(Saved entries)
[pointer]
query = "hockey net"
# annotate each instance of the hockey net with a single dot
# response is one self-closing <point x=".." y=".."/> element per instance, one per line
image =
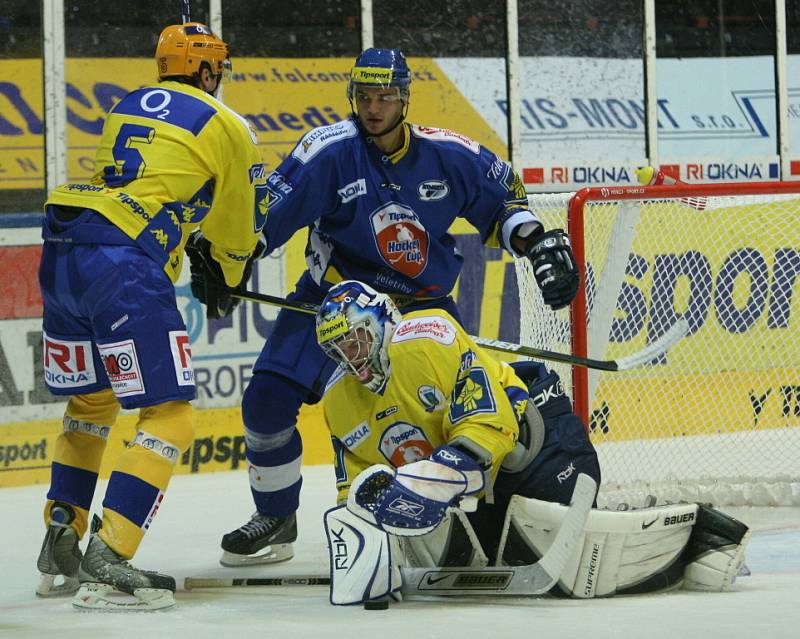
<point x="717" y="418"/>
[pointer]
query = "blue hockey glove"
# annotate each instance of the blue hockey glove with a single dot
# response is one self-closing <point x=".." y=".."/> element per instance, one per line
<point x="413" y="499"/>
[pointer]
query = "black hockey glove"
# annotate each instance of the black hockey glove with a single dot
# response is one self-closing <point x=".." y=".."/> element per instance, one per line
<point x="208" y="281"/>
<point x="554" y="267"/>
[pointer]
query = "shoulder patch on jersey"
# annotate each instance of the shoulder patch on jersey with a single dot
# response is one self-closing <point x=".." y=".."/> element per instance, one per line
<point x="317" y="139"/>
<point x="433" y="327"/>
<point x="471" y="395"/>
<point x="445" y="135"/>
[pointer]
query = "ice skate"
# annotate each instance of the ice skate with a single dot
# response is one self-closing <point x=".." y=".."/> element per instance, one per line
<point x="60" y="556"/>
<point x="109" y="582"/>
<point x="262" y="540"/>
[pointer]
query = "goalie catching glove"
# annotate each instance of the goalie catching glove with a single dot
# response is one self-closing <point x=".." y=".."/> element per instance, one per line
<point x="413" y="499"/>
<point x="208" y="281"/>
<point x="553" y="265"/>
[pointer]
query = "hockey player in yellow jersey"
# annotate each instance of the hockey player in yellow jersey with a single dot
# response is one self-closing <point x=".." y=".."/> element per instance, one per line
<point x="421" y="419"/>
<point x="175" y="169"/>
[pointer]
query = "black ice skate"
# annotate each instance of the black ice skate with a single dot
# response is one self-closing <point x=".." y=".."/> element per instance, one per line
<point x="109" y="582"/>
<point x="60" y="556"/>
<point x="262" y="540"/>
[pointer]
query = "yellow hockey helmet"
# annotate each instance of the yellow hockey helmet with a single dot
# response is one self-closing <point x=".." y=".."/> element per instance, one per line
<point x="182" y="48"/>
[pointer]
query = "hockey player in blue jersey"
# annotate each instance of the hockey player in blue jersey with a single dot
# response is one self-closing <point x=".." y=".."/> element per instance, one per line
<point x="377" y="195"/>
<point x="172" y="159"/>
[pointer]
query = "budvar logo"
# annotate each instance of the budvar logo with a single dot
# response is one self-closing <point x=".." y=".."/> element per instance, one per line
<point x="436" y="328"/>
<point x="68" y="364"/>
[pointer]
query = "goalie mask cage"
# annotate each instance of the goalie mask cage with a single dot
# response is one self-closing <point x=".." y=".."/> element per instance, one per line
<point x="717" y="418"/>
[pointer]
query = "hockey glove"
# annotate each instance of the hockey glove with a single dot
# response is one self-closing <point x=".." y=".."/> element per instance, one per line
<point x="413" y="499"/>
<point x="208" y="282"/>
<point x="554" y="267"/>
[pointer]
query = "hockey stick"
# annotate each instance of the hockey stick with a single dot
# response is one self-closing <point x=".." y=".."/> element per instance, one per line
<point x="533" y="579"/>
<point x="211" y="582"/>
<point x="647" y="354"/>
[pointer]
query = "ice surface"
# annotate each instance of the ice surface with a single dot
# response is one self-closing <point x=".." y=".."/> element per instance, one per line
<point x="198" y="510"/>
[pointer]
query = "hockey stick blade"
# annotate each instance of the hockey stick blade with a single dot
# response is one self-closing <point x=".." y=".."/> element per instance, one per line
<point x="192" y="583"/>
<point x="533" y="579"/>
<point x="647" y="354"/>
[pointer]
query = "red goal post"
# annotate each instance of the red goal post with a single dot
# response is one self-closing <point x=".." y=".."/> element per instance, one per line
<point x="717" y="418"/>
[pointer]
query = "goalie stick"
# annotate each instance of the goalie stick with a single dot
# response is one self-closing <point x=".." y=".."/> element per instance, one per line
<point x="660" y="346"/>
<point x="533" y="579"/>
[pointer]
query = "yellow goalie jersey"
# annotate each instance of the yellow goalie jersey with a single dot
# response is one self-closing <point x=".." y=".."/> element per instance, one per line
<point x="172" y="157"/>
<point x="441" y="386"/>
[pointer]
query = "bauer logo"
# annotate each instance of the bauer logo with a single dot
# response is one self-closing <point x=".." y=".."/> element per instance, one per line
<point x="433" y="190"/>
<point x="353" y="190"/>
<point x="404" y="443"/>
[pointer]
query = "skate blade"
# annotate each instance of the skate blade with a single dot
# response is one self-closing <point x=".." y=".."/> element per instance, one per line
<point x="96" y="596"/>
<point x="49" y="588"/>
<point x="267" y="555"/>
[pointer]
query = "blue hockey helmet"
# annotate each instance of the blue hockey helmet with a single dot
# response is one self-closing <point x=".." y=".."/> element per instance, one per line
<point x="382" y="68"/>
<point x="355" y="324"/>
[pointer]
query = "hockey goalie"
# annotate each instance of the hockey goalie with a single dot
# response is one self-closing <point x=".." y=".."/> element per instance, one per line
<point x="445" y="457"/>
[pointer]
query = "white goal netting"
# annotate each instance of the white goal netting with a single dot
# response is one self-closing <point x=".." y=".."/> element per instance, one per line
<point x="716" y="419"/>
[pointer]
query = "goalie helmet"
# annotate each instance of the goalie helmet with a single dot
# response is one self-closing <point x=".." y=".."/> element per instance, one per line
<point x="355" y="324"/>
<point x="382" y="68"/>
<point x="182" y="49"/>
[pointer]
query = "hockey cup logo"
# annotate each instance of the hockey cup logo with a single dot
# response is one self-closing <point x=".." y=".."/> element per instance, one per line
<point x="122" y="367"/>
<point x="402" y="240"/>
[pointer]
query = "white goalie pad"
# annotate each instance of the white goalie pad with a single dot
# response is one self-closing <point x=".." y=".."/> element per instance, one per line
<point x="619" y="549"/>
<point x="363" y="559"/>
<point x="451" y="543"/>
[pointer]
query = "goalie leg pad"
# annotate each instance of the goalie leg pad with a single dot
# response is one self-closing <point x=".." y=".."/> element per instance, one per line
<point x="363" y="559"/>
<point x="621" y="552"/>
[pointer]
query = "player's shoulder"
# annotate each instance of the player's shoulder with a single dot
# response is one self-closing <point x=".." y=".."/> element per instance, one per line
<point x="445" y="138"/>
<point x="426" y="327"/>
<point x="323" y="139"/>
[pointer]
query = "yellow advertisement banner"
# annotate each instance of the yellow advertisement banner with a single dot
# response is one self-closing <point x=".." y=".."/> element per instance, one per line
<point x="281" y="98"/>
<point x="26" y="449"/>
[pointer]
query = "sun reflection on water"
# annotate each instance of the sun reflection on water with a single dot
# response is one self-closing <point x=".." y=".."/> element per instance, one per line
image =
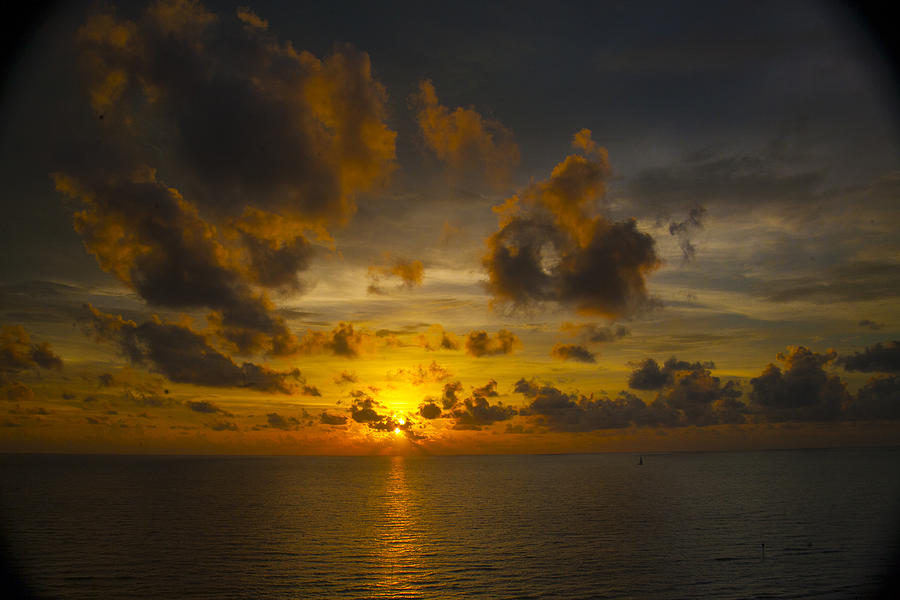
<point x="400" y="546"/>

● **Activity**
Pick out every line above that contains the word "mask" and copy it.

● **Task response**
query = "goalie mask cage"
# annotate each instance of the goalie mask cage with a single dot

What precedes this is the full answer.